*Page excerpt*
'''
The court observed, among other principles, that “[m]ere restatements of the elements of a claim are not entitled to the assumption of truth.” Similarly, the “generic invocation of statutory language is insufficient to satisfy [the] federal pleading burden.” Further, a plaintiff fails to state a plausible basis for recovery under the bad faith statute if the complaint is devoid of facts describing the “who, what, where, when, and how the alleged bad faith conduct occurred.” The insured’s complaint failed the test.

The complaint only set out “boilerplate legal conclusions such as [the insurer] failed to pay [the insured], failed to objectively and fairly evaluate the Claim, unreasonably withheld Policy benefits, acted unreasonably and unfairly, and denied the Claim without justification or good faith basis to deny the Claim.” Thus, the court dismissed the bad faith claim for failing to plead a plausible claim. It relied on the following cases, summarized previously on this Blog: Mondron, Myers, and Plummer.

Still, the dismissal was without prejudice, and the insured was given leave to amend her complaint.
'''
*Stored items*
'''
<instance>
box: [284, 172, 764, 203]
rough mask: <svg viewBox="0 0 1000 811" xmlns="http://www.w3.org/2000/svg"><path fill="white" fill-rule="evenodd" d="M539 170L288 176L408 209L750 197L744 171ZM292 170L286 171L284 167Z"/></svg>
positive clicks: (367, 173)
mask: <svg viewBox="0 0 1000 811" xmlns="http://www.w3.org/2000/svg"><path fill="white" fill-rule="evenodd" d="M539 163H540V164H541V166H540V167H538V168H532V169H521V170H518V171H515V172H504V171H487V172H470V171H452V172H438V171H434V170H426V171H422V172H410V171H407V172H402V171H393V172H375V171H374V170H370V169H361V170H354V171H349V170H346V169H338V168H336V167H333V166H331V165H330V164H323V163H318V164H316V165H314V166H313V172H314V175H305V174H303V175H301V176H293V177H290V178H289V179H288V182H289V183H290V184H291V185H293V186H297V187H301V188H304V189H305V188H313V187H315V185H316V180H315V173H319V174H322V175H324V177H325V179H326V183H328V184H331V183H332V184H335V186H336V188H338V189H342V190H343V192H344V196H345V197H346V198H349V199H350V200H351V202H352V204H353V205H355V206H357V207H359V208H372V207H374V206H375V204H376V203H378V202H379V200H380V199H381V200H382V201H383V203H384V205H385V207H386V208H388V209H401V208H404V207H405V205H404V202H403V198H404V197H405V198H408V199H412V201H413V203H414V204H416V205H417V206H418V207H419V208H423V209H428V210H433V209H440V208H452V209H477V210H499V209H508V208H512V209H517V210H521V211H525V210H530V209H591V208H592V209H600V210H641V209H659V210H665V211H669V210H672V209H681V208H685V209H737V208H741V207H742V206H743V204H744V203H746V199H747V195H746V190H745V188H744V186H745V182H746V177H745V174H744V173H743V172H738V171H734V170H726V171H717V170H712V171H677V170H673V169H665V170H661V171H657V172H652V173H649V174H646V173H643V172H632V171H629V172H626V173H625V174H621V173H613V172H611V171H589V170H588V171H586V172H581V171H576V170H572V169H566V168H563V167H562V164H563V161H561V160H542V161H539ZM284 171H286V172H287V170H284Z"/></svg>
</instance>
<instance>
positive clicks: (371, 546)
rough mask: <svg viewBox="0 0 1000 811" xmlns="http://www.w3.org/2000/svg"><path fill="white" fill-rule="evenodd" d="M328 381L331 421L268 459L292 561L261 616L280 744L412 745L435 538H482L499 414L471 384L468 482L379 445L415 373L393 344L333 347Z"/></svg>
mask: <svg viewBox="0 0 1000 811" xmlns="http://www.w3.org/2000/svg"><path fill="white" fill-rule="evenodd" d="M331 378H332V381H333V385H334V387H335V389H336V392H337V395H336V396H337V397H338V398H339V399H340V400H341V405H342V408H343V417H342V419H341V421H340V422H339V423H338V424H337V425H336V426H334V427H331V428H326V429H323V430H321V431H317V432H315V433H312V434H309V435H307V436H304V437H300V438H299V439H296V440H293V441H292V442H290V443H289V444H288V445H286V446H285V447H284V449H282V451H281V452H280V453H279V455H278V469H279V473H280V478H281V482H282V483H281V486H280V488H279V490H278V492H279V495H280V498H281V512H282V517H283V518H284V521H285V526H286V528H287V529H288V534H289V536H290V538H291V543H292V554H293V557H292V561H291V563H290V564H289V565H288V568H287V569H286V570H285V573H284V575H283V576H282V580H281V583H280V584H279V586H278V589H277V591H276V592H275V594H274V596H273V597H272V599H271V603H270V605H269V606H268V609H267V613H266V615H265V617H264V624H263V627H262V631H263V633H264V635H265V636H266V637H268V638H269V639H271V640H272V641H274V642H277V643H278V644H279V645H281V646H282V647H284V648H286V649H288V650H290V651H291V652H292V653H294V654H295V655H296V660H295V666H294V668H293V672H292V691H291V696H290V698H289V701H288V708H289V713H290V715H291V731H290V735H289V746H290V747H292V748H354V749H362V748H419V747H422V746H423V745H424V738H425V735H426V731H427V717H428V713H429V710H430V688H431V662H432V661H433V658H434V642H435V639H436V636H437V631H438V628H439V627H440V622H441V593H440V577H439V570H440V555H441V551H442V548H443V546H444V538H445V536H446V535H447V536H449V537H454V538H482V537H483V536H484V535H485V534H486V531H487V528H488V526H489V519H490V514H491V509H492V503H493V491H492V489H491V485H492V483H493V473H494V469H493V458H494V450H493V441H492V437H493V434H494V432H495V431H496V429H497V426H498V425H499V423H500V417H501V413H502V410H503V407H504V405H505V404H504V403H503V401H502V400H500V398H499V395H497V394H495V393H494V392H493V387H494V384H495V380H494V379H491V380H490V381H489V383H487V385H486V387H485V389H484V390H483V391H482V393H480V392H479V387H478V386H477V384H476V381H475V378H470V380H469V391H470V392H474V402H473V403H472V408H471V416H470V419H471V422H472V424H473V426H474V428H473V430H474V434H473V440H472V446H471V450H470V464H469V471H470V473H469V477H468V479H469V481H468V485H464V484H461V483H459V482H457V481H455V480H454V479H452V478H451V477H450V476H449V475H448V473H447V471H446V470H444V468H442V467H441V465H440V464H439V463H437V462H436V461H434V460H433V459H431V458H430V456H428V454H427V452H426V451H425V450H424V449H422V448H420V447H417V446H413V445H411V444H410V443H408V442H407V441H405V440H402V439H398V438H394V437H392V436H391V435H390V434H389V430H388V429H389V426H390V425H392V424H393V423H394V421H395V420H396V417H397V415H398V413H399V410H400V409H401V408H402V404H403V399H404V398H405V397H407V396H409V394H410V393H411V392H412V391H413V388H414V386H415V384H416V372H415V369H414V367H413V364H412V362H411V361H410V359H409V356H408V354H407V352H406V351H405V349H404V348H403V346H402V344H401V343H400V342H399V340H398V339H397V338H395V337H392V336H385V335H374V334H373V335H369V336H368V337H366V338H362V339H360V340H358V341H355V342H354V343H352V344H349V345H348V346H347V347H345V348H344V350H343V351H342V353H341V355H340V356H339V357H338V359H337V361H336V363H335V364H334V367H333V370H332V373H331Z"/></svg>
'''
*Task statement*
List the names of the cases the court relied on in the bad faith ruling excerpt above.

*Solution to the problem*
Mondron, Myers, Plummer